MATERIAL PROVIDED:
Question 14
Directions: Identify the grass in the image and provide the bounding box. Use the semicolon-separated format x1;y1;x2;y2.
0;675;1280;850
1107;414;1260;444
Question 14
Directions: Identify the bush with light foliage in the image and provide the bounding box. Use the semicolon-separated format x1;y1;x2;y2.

TASK DETAILS: Retype all of the data above, line for line, without changing anything.

EXERCISE RESPONSE:
Question 14
Directions: Identify the grass in the image and provide the bounding box. Use the semicolon-separated format x1;y1;x2;y2.
0;675;1280;850
1107;414;1260;444
Question 14
Directions: Identify the bush with light foliage in the image and provide the bounding box. Use the semicolon-separated format x1;y1;x2;y2.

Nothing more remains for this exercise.